Possibility is closer to reality. In the post 28 example, the host knows the location of the car, and his knowledge is {1, 0, 0}. The player does not know the location of any prize and his knowledge is {?, ?, ?}, ? meaning no knowledge.
As a substitute for knowledge, math distributes the probability of 1 for (the set of 3 doors) uniformly as 1/3 for each door.
The host has now revealed 1 door has no car. That informs the player of where the car is NOT located, and alters the player's knowledge to {?, ?, 0} or {?, 0, ?}. The game has changed from a set of 3 to a set of 2 closed doors for the player's 2nd choice since 1 door has been eliminated. The player can still only make a random guess. One guess wins a car, one guess wins a goat. Measure of success is (win a car)/(games played)=1/2. To repeat what you may have missed,
there are not 3 ways to choose 1 of 2 things.
In logic (x AND y) is different from (x OR y).
When the car is behind door 1, the host can reveal door 2 OR door 3, but NOT both in the same game.
1. Savant considered both as 1 game, a goat is a goat. Since there are 2 goats existing simultaneously, they require different identities, 1 & 2, Maude & Claude, etc. The example in post 28 uses 3 distinct prizes. If it helps, substitute g1 and g2 for a and b.
2. Savant also thought the 2/3 probability for the set of 2 doors not chosen, could be transferred to the one remaining after opening the other, which is false.
p=probability of location, which depends on number of doors.
doors________ p
1 2 3 4 5 6__ 1/6
1 2 3 4 5____ 1/5
1 2 3 4______ 1/4
1 2 3________ 1/3
1 2 __________1/2
1____________ 1/1
There are 6 possible arrangements of prizes (left) in my table, but 8 possible outcomes (right). The difference is due to participation of the host.
A simulation based on Savant's erroneous basis will obviously reproduce her results. That does not prove her explanation is correct.

_Entries supplied_
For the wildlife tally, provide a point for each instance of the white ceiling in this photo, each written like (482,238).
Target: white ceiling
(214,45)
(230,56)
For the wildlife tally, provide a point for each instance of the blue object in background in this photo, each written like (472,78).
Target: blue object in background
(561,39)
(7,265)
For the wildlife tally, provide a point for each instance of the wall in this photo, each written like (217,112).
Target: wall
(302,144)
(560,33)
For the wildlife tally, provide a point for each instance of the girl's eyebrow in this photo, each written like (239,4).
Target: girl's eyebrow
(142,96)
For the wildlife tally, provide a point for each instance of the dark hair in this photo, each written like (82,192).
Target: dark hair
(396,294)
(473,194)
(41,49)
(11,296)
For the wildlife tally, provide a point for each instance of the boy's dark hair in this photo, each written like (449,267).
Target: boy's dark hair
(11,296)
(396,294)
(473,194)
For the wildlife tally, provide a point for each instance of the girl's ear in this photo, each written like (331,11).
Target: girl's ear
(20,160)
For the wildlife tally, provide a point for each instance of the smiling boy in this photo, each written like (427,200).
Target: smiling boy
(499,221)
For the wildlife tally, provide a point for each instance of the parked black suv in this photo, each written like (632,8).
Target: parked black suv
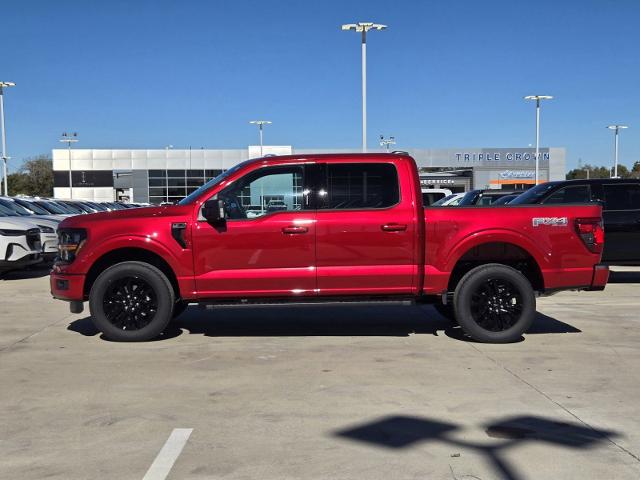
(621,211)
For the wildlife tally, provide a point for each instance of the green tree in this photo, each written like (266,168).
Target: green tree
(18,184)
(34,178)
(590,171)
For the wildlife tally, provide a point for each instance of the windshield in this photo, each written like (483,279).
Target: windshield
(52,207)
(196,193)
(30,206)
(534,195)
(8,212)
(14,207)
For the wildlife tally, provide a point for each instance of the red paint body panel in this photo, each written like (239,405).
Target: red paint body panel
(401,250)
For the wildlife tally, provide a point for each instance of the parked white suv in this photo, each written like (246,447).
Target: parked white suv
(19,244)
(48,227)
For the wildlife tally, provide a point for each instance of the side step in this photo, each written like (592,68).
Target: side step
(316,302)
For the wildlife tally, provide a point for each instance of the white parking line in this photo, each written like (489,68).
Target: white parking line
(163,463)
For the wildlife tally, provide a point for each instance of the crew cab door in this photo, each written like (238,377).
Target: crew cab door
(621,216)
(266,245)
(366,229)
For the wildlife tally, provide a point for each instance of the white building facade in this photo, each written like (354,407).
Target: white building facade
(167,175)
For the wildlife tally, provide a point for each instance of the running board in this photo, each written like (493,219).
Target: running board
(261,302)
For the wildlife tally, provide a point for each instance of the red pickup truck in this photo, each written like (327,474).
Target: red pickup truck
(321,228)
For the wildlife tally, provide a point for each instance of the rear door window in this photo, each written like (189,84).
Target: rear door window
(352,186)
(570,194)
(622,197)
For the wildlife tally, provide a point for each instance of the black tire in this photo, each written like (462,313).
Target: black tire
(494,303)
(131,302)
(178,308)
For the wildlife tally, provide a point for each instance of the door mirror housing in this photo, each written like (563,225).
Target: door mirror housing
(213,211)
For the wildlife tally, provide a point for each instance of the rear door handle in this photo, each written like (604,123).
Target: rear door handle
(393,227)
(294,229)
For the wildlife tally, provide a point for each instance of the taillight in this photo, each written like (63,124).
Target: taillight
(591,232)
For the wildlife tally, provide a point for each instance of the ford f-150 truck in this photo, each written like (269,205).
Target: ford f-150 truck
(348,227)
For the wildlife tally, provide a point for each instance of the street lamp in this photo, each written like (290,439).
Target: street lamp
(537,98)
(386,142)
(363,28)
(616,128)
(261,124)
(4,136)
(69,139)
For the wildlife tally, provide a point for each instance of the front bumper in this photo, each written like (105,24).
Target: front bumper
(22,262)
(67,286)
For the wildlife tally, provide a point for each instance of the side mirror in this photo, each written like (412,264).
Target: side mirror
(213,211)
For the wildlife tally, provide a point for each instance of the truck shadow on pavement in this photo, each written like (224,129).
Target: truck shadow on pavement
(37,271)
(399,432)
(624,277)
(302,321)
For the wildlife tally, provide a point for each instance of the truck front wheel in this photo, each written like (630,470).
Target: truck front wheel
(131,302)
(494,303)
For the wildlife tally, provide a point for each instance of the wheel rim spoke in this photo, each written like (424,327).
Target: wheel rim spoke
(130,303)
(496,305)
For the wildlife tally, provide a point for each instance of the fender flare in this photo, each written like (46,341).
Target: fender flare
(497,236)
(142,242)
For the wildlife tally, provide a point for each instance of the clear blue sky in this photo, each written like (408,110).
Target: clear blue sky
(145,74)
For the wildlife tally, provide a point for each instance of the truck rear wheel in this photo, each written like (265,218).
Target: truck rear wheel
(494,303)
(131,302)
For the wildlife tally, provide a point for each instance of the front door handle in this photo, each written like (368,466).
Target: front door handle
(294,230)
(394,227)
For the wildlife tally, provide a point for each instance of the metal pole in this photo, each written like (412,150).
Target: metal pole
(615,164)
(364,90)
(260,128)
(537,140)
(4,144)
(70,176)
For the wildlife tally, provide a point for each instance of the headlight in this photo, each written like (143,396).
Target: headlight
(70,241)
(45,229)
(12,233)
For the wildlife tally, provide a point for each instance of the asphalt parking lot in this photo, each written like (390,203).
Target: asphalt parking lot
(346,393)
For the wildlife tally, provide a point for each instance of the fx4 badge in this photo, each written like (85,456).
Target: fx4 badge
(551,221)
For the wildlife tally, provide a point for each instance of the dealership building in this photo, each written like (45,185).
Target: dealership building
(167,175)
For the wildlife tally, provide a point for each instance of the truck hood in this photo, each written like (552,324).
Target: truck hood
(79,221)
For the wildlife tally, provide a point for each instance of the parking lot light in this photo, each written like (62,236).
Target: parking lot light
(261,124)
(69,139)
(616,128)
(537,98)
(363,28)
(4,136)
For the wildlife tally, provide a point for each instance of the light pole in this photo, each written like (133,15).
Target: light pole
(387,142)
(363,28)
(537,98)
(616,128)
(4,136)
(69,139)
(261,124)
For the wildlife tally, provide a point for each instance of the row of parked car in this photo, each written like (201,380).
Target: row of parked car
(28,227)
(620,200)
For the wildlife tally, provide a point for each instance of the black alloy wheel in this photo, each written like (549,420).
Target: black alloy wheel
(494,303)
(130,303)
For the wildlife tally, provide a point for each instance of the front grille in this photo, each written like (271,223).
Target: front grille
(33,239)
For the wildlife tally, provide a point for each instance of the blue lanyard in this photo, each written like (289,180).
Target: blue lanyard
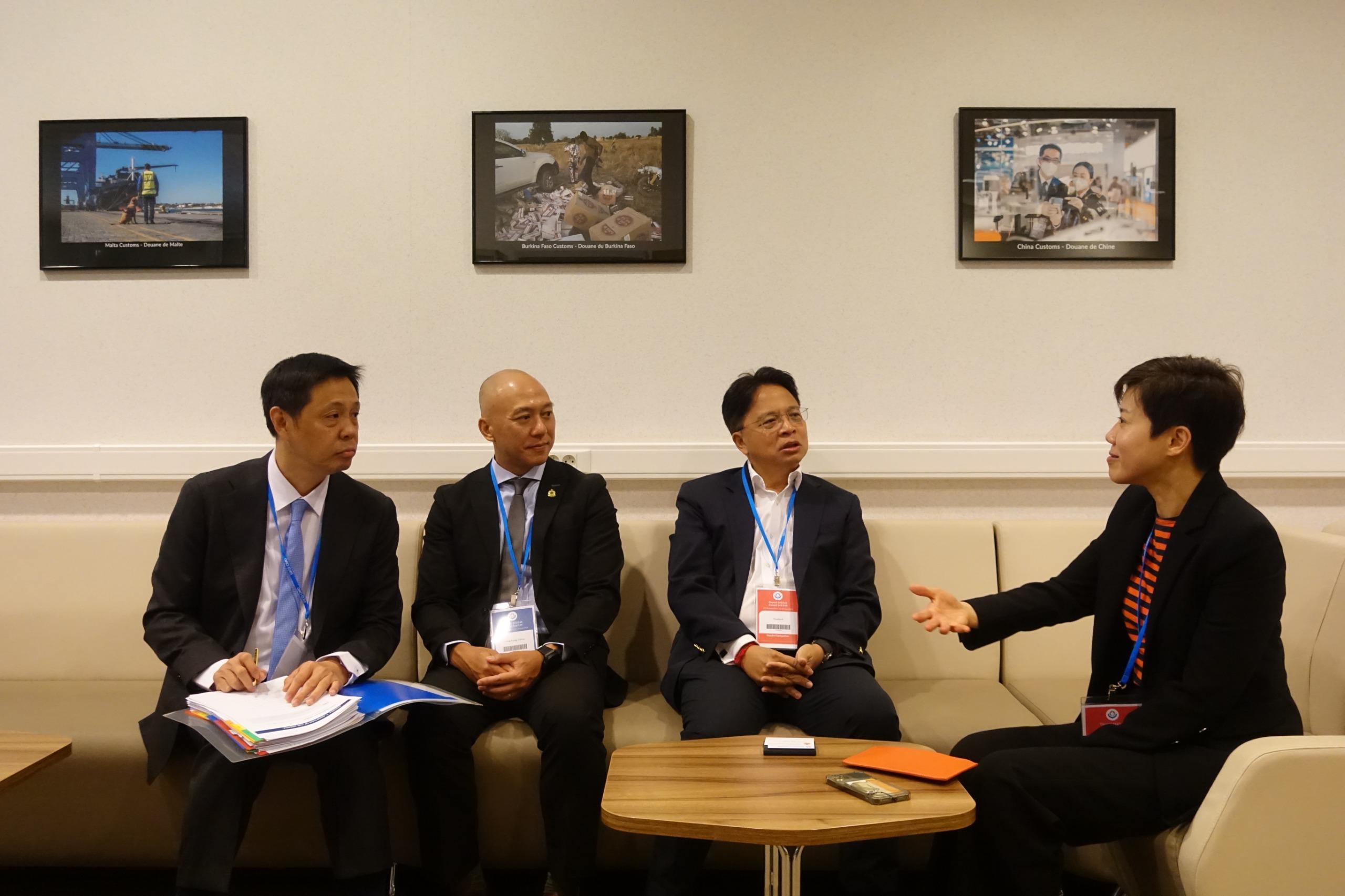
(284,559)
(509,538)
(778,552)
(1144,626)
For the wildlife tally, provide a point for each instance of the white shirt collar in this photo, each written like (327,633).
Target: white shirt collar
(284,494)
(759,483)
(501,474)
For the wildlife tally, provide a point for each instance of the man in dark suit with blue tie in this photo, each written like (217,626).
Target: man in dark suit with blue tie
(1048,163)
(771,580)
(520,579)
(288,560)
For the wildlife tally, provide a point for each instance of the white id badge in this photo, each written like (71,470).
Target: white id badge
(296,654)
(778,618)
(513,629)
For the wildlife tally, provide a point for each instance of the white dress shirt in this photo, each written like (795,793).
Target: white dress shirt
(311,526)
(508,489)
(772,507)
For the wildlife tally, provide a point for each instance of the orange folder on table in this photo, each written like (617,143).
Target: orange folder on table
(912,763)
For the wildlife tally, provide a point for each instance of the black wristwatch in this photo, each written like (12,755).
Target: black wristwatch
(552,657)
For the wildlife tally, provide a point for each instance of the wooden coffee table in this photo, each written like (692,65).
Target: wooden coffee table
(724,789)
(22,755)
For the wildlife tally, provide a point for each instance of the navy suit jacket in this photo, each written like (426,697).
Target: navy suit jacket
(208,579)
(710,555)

---

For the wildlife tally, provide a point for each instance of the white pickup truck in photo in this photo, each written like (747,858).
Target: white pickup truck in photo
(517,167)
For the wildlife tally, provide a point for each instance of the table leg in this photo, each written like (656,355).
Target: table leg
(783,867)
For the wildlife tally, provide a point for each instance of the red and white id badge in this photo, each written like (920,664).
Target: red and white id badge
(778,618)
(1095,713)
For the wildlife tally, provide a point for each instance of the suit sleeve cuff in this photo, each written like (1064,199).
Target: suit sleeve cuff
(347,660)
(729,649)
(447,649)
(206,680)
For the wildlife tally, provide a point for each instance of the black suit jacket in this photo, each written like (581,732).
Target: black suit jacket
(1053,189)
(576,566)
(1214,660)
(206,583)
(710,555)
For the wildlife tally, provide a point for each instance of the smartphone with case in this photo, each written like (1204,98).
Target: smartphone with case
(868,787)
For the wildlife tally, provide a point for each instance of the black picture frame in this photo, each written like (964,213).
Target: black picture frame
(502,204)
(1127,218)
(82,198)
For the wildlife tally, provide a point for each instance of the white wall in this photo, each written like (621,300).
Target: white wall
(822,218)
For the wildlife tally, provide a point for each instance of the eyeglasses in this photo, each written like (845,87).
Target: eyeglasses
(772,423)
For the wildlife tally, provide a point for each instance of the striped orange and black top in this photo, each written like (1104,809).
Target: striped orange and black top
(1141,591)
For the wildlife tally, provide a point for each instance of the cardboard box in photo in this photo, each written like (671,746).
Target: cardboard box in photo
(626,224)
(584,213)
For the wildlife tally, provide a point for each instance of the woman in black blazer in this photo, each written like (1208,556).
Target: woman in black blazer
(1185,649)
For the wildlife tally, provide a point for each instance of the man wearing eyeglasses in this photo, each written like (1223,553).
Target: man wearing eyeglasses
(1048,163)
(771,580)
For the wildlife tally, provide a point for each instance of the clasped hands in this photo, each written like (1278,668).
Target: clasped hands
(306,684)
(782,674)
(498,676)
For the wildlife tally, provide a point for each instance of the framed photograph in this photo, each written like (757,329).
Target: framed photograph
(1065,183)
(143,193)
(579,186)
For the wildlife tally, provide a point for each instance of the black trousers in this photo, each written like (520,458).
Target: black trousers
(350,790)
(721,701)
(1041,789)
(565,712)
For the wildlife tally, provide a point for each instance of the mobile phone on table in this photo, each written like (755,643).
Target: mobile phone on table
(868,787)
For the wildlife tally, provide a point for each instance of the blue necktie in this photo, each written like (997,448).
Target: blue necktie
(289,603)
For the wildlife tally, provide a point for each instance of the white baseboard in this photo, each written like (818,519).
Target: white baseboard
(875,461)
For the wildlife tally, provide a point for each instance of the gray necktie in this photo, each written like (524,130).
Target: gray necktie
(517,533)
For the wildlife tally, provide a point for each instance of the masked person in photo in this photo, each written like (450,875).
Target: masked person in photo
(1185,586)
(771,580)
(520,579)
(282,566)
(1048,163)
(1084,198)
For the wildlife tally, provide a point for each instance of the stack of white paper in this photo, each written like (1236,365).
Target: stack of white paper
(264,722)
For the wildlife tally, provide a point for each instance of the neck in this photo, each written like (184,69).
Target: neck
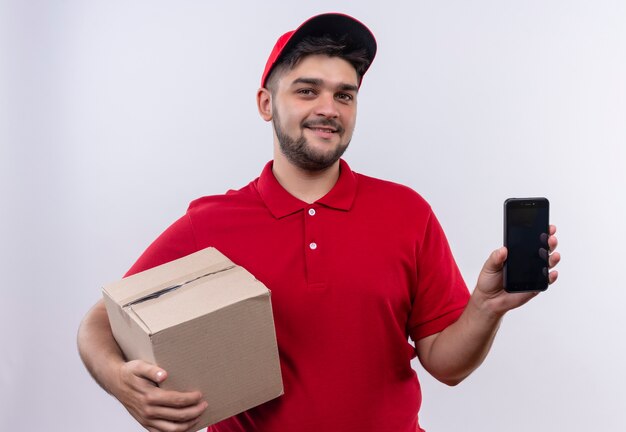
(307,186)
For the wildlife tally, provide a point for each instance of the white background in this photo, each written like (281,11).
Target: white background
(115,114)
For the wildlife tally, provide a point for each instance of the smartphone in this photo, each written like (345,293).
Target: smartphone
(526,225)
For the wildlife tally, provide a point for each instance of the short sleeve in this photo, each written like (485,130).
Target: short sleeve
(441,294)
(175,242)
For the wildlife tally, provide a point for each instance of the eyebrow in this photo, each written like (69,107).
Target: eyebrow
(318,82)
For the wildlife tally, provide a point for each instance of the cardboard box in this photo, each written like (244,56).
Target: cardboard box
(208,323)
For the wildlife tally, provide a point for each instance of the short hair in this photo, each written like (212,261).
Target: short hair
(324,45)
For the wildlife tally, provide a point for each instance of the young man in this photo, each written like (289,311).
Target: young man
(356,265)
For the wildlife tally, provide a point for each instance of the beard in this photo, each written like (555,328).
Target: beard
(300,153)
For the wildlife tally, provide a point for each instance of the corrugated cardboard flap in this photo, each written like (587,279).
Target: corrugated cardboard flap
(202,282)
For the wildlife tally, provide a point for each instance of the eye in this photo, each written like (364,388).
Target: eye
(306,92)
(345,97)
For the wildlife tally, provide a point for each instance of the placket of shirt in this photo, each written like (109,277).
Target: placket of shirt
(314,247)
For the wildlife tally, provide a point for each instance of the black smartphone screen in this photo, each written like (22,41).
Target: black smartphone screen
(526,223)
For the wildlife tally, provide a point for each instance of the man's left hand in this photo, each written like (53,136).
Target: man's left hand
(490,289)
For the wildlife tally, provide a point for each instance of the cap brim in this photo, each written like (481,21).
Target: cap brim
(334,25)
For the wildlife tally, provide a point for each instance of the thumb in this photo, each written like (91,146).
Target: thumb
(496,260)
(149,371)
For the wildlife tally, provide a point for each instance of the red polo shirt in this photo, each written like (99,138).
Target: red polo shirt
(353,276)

...

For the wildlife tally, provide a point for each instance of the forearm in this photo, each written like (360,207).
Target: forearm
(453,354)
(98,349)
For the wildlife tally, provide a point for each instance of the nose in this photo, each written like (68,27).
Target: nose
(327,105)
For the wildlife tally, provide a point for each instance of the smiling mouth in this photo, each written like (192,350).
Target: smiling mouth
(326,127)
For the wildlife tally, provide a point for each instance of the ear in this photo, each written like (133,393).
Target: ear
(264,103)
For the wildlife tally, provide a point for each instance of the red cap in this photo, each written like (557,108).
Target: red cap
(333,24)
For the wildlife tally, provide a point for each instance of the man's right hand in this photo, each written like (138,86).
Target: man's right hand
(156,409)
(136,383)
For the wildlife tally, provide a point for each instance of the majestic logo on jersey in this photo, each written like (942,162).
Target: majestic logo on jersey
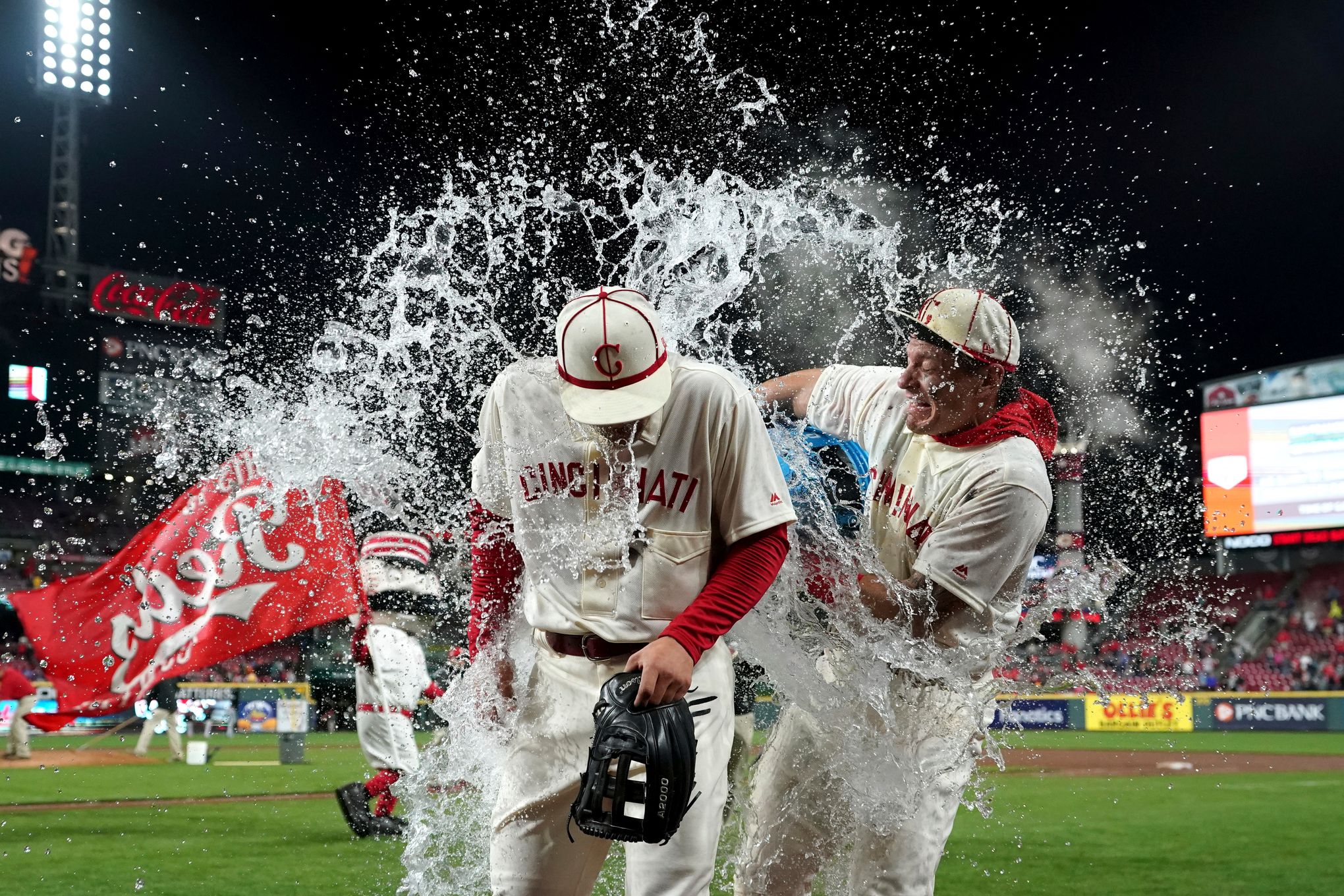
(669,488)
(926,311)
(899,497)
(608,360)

_To do_
Please answer these about the passage on the three-door game:
1. How is the host's knowledge written in the post 28 example?
2. What value of p does the passage give for 4 doors?
3. How many possible arrangements of prizes and how many possible outcomes does the writer's table have?

_Finished exercise_
1. {1, 0, 0}
2. 1/4
3. 6 possible arrangements and 8 possible outcomes